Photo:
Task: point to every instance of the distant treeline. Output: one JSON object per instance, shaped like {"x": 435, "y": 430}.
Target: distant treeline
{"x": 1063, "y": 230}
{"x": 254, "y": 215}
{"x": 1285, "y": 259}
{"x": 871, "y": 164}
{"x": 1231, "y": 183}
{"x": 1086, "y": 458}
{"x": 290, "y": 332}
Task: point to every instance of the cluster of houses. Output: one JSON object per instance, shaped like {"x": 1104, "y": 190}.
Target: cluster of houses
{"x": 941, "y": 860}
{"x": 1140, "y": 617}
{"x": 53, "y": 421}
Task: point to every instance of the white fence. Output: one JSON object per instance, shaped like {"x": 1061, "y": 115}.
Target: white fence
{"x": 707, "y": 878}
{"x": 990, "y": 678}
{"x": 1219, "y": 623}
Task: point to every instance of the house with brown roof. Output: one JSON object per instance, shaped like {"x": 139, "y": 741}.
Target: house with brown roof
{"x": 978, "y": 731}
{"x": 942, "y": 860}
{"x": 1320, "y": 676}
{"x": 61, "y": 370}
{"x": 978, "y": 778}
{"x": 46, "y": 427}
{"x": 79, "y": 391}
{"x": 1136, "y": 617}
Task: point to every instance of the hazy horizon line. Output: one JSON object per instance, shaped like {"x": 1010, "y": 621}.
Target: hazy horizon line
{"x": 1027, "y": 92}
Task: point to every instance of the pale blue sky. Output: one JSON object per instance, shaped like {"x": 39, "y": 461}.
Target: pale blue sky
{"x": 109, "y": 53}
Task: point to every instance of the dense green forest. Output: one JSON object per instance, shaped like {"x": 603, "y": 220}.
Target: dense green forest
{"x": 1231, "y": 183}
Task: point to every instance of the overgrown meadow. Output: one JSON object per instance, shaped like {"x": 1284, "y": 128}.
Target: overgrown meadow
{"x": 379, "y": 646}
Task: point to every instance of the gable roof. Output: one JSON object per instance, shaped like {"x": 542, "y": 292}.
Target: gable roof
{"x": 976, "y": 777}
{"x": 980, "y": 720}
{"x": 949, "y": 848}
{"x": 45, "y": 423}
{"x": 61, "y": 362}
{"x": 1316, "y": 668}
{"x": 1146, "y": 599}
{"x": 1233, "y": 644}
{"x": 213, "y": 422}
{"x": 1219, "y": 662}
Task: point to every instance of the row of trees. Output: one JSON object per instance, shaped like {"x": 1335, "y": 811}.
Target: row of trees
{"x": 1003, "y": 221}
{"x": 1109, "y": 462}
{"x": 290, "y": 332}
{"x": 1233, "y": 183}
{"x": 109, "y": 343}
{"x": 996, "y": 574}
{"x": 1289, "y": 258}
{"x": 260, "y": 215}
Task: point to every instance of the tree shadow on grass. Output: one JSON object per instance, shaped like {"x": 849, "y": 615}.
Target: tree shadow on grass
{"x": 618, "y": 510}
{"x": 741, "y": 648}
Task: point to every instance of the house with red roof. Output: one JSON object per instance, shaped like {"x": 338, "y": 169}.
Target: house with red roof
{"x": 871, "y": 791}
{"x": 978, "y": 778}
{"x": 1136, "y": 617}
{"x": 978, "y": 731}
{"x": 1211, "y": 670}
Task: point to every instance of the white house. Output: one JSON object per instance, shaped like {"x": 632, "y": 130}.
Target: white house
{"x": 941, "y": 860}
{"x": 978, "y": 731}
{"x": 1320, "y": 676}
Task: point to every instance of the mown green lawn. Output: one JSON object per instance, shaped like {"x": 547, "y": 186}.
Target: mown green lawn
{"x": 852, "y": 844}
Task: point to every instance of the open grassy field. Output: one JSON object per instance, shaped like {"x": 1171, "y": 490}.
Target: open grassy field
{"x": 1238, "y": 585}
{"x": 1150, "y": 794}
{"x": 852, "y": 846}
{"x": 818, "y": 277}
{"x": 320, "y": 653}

----------------

Aim of the task.
Repeat every record exactly as written, please.

Written response.
Photo:
Task: point to every instance of the distant treeline. Output: one JSON object per instance, shaped like {"x": 435, "y": 430}.
Target: distant treeline
{"x": 1063, "y": 230}
{"x": 254, "y": 215}
{"x": 1285, "y": 259}
{"x": 871, "y": 164}
{"x": 1231, "y": 183}
{"x": 1086, "y": 458}
{"x": 290, "y": 332}
Task: point to every instance of the cluster of houses. Output: one JSON object per instance, shaped like {"x": 1104, "y": 190}.
Target: cluster of houses
{"x": 941, "y": 860}
{"x": 1140, "y": 617}
{"x": 53, "y": 421}
Task: point to every instance of the white fence. Output: one JSON object per instance, shaped like {"x": 1061, "y": 115}.
Target: white fence
{"x": 707, "y": 878}
{"x": 990, "y": 678}
{"x": 1219, "y": 623}
Task: point to every instance of the house with brown roof. Output: one JSON object per instance, shaped like {"x": 139, "y": 741}.
Target: house with brown roof
{"x": 978, "y": 731}
{"x": 942, "y": 860}
{"x": 1320, "y": 676}
{"x": 61, "y": 370}
{"x": 978, "y": 778}
{"x": 46, "y": 427}
{"x": 79, "y": 391}
{"x": 1136, "y": 617}
Task: point to every instance of the hazy horizon line. Output: one JSON object per instance, shaped like {"x": 1010, "y": 621}.
Target: hazy horizon line
{"x": 1027, "y": 92}
Task: point to every instance of the pale blue sky. Output: one JSON object per instance, shaped like {"x": 39, "y": 461}.
Target: pale blue sky
{"x": 109, "y": 53}
Task: point to every instance of the dense green forest. Output: one JSON object per instance, shaped like {"x": 603, "y": 220}.
Target: dense green forest
{"x": 1231, "y": 183}
Task: point to every instance of the overgrown meadow. Output: one JSON object per instance, shaped like {"x": 1284, "y": 128}.
Target: overgrown meadow
{"x": 379, "y": 646}
Task: point to every instance of the gable roof. Output: one JSON object per instance, shaped like {"x": 542, "y": 292}.
Target: gable roof
{"x": 976, "y": 777}
{"x": 980, "y": 720}
{"x": 949, "y": 848}
{"x": 45, "y": 423}
{"x": 61, "y": 362}
{"x": 1316, "y": 668}
{"x": 1146, "y": 599}
{"x": 1233, "y": 644}
{"x": 213, "y": 422}
{"x": 1219, "y": 662}
Task: point to every instance of the row of trees. Output: one JSON object per instance, shaped like {"x": 1335, "y": 811}.
Target: row of trees
{"x": 1003, "y": 221}
{"x": 1109, "y": 462}
{"x": 290, "y": 332}
{"x": 1233, "y": 183}
{"x": 109, "y": 343}
{"x": 996, "y": 574}
{"x": 1289, "y": 258}
{"x": 260, "y": 215}
Task: point to every instance of the tree shadow on grass. Output: one JSON object per instance, shaped like {"x": 849, "y": 615}.
Target: tree shadow on grass
{"x": 618, "y": 510}
{"x": 741, "y": 648}
Task: point to every instance of the house with red roof. Output: one JSON object per instance, shaped like {"x": 338, "y": 169}.
Target: house with red roof
{"x": 871, "y": 791}
{"x": 978, "y": 778}
{"x": 1136, "y": 617}
{"x": 978, "y": 731}
{"x": 1211, "y": 670}
Task: point to every instance of the white house. Output: one JSON object per instance, shaped like {"x": 632, "y": 130}.
Target: white house
{"x": 941, "y": 860}
{"x": 978, "y": 731}
{"x": 1320, "y": 676}
Task: point to every instance of the mown green lawn. Output: one JSON object per instance, shaped like {"x": 547, "y": 186}.
Target: mown green lawn
{"x": 852, "y": 844}
Task: point to every instance of the open grassy field. Output: one JSON object per instance, shaped like {"x": 1171, "y": 490}.
Target: open grassy field
{"x": 1238, "y": 585}
{"x": 1150, "y": 794}
{"x": 852, "y": 846}
{"x": 818, "y": 277}
{"x": 320, "y": 653}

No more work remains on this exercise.